◆ PROBLEMS ◆
A. Copy the part of the piece on God's honesty that opens with the words containing "Can We Handle" and closes with "with your response?", swapping in "classmate" for every "coworker".
B. In the piece on God's honesty, which Bible verse is cited for the call to find "one person who deals honestly and seeks the truth"?

◆ EXCERPT PROVIDED ◆
"""

Reality Is Our Friend

June 19, 2016 No Comments »
Reality Is Our Friend

By David Faust

Screen Shot 2015-07-30 at 3.26.19 PMWhen listing God’s attributes, it’s common to mention his love, justice, wrath, and grace. Here’s an attribute we often overlook: God is honest.

Honesty is simply another word for truthfulness, and truth is simply another word for reality. God is always honest with us. There’s nothing fake about him—no pretense or fraud. Because he is our Creator and our sovereign authority, the Lord defines reality. Without fail he always tells us the truth, and he does this for our own good.

When I eat breakfast in a restaurant, I would like to order eggs smothered with cheese, bacon, and sausage gravy with hash browns and biscuits on the side. Reality kicks in, though, when I realize that such a heavy breakfast represents most of the calories and fat grams adults in my age bracket should consume in an entire day. I order the oatmeal instead.

When I go to the doctor, I don’t like to hear bad news about my blood pressure or my weight, but the doctor’s job isn’t to tell me what I want to hear. The doctor’s job is to define reality—for my own good.

God told Jeremiah to go through the streets of Jerusalem and see if he could find “one person who deals honestly and seeks the truth” (Jeremiah 5:1). Today a lot of people dispute the very existence of absolute truth, and most of us tend to grant ourselves considerable leeway when it comes to total honesty; yet at the same time we demand authenticity and genuineness from others. We’ll put up with all kinds of nonsense and justify it by saying, “Well, at least he’s being honest about it”—as if someone could be an honest embezzler, an honest thief, or an honest adulterer! Do we really appreciate honesty, or do we find ways to skirt around it?

Can We Handle the Truth?

You offended a friend, and she confronts you. Do you become angry and defensive, or do you take her words to heart and apologize?

A coworker shares an off-color joke. Do you smile approvingly? walk away and say nothing? speak to your coworker in private and challenge his choice of humor?

Your spouse comes home with a new haircut and asks, “How do you like it?” How honest will you be with your response?

"""

◆ PROVIDED MATERIAL ◆
"""

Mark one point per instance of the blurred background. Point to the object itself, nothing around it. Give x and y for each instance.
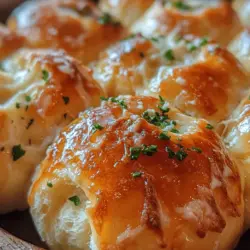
(6, 6)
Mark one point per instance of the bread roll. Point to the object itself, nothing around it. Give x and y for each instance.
(40, 92)
(76, 26)
(215, 19)
(194, 74)
(242, 7)
(237, 136)
(127, 11)
(137, 174)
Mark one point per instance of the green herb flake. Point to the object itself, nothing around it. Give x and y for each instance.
(97, 126)
(171, 153)
(45, 75)
(209, 126)
(198, 150)
(135, 153)
(163, 136)
(149, 150)
(181, 155)
(17, 152)
(136, 174)
(174, 130)
(76, 200)
(49, 184)
(27, 98)
(65, 99)
(18, 105)
(169, 55)
(181, 6)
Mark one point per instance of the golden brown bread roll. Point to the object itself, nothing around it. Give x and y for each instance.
(76, 26)
(127, 11)
(40, 92)
(242, 7)
(237, 136)
(215, 19)
(195, 75)
(137, 174)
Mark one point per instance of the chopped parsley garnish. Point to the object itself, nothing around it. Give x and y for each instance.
(97, 126)
(27, 98)
(163, 136)
(149, 150)
(169, 55)
(107, 19)
(65, 99)
(198, 150)
(174, 130)
(17, 152)
(136, 174)
(171, 153)
(31, 121)
(120, 102)
(180, 5)
(76, 200)
(209, 126)
(45, 75)
(154, 39)
(135, 153)
(49, 184)
(146, 150)
(181, 155)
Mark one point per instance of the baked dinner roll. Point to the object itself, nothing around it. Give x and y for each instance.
(40, 92)
(242, 7)
(240, 47)
(215, 19)
(194, 74)
(137, 174)
(76, 26)
(237, 137)
(9, 42)
(127, 11)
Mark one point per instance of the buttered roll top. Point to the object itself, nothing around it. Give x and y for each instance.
(194, 74)
(135, 173)
(40, 92)
(214, 19)
(77, 26)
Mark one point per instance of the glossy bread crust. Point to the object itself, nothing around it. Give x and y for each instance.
(95, 191)
(127, 11)
(77, 26)
(196, 75)
(214, 19)
(40, 92)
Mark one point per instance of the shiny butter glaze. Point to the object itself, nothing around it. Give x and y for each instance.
(127, 11)
(207, 82)
(195, 203)
(215, 19)
(34, 122)
(236, 136)
(71, 25)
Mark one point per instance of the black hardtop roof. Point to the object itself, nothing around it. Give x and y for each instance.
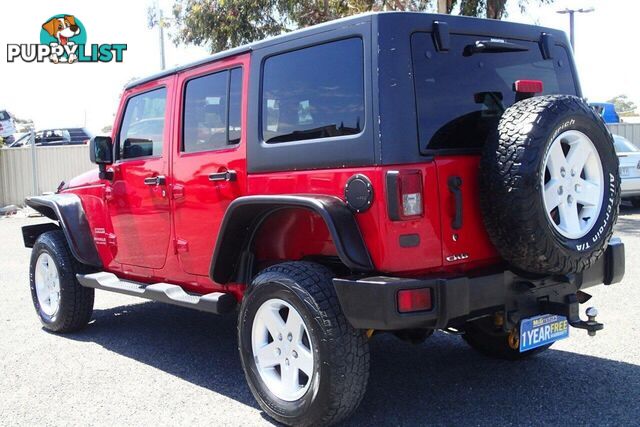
(457, 24)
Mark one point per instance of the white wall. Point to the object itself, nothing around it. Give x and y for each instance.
(54, 164)
(631, 131)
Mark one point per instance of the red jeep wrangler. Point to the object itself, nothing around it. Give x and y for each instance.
(398, 172)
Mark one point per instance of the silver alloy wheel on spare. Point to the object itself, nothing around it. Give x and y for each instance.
(47, 281)
(282, 349)
(573, 183)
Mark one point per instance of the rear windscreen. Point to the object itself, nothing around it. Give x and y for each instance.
(461, 94)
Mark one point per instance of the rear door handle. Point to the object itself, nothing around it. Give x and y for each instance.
(455, 182)
(155, 180)
(229, 175)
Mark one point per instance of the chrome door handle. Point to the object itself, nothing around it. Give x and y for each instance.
(229, 175)
(155, 180)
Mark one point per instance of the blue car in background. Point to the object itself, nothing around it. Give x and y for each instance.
(607, 111)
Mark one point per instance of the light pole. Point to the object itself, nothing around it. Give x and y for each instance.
(154, 16)
(571, 12)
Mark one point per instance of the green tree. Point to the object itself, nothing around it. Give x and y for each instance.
(624, 106)
(223, 24)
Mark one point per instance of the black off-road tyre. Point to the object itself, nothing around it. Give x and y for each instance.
(76, 301)
(493, 342)
(341, 352)
(511, 176)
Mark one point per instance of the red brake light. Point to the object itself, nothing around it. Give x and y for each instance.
(528, 86)
(410, 300)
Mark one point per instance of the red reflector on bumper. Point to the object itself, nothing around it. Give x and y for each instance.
(414, 300)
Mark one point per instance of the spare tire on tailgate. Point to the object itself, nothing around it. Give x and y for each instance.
(550, 187)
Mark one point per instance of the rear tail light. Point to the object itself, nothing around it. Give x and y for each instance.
(404, 194)
(411, 300)
(528, 86)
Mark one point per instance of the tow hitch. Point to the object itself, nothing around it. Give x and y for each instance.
(571, 310)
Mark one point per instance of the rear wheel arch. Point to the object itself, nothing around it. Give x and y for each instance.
(68, 211)
(246, 216)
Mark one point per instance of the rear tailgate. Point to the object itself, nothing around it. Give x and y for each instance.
(460, 96)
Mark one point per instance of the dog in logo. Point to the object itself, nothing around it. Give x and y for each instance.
(62, 29)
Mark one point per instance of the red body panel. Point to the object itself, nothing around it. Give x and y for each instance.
(199, 204)
(468, 247)
(167, 233)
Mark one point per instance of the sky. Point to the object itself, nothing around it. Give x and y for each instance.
(87, 94)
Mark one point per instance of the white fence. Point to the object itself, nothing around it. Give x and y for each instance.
(631, 131)
(54, 164)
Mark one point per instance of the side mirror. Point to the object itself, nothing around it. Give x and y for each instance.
(101, 153)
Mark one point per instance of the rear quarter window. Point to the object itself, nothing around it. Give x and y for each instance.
(314, 93)
(460, 97)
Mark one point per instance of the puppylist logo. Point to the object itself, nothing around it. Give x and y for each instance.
(63, 40)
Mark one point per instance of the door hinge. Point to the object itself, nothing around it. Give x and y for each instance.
(181, 246)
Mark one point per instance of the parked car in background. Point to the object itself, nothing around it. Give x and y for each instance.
(7, 127)
(341, 181)
(63, 136)
(607, 111)
(629, 156)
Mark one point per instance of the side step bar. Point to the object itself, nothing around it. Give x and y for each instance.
(216, 302)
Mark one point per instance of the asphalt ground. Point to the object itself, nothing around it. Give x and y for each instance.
(145, 363)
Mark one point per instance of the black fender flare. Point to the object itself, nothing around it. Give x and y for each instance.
(68, 211)
(246, 213)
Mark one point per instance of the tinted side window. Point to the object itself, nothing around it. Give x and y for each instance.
(142, 130)
(235, 106)
(212, 111)
(316, 92)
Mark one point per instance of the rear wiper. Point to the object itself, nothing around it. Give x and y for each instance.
(493, 46)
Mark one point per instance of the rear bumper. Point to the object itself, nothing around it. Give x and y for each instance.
(371, 302)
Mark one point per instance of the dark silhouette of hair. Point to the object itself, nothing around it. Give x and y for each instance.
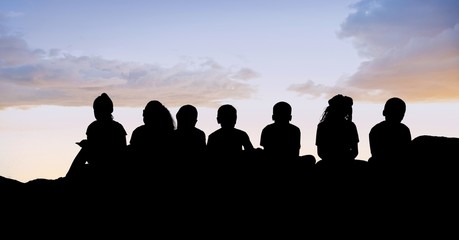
(154, 137)
(337, 137)
(228, 142)
(390, 139)
(104, 146)
(189, 141)
(281, 140)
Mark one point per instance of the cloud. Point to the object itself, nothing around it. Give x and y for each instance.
(411, 50)
(31, 77)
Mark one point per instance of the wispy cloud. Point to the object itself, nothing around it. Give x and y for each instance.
(31, 77)
(411, 50)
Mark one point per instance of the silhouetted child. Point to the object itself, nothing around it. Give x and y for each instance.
(390, 139)
(337, 137)
(102, 150)
(281, 140)
(228, 142)
(189, 141)
(153, 140)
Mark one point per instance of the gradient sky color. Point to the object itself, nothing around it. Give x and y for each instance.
(57, 56)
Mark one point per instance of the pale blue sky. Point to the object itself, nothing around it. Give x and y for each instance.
(57, 56)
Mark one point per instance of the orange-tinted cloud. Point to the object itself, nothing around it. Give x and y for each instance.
(31, 77)
(412, 51)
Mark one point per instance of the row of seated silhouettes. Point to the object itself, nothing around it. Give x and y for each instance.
(158, 142)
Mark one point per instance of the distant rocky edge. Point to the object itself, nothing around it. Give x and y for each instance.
(432, 167)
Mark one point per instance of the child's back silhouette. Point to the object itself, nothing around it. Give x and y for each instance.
(281, 140)
(104, 146)
(390, 139)
(189, 141)
(228, 142)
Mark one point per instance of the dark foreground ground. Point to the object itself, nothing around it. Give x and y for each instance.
(249, 198)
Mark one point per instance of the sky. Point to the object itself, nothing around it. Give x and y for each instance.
(57, 56)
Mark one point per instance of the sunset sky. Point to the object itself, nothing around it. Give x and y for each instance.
(57, 56)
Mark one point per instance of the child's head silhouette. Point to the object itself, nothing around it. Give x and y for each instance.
(103, 107)
(227, 115)
(394, 109)
(187, 116)
(282, 112)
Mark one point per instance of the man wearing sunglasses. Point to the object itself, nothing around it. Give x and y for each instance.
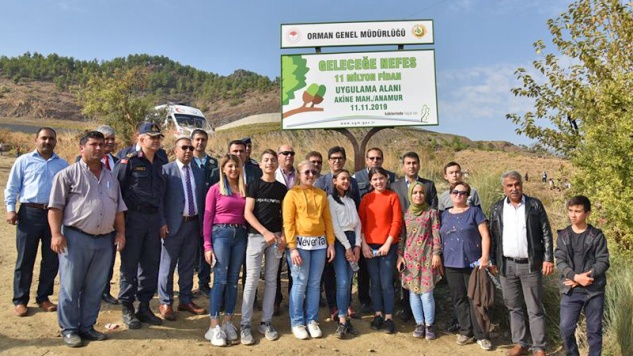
(373, 158)
(286, 173)
(181, 229)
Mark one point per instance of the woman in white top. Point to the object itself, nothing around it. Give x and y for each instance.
(346, 224)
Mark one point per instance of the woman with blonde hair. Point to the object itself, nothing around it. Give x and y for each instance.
(310, 238)
(225, 235)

"""

◆ ANSWERS TO THE EXERCISE ◆
A.
Can We Handle the Truth?

You offended a friend, and she confronts you. Do you become angry and defensive, or do you take her words to heart and apologize?

A classmate shares an off-color joke. Do you smile approvingly? walk away and say nothing? speak to your classmate in private and challenge his choice of humor?

Your spouse comes home with a new haircut and asks, “How do you like it?” How honest will you be with your response?

B. Jeremiah 5:1.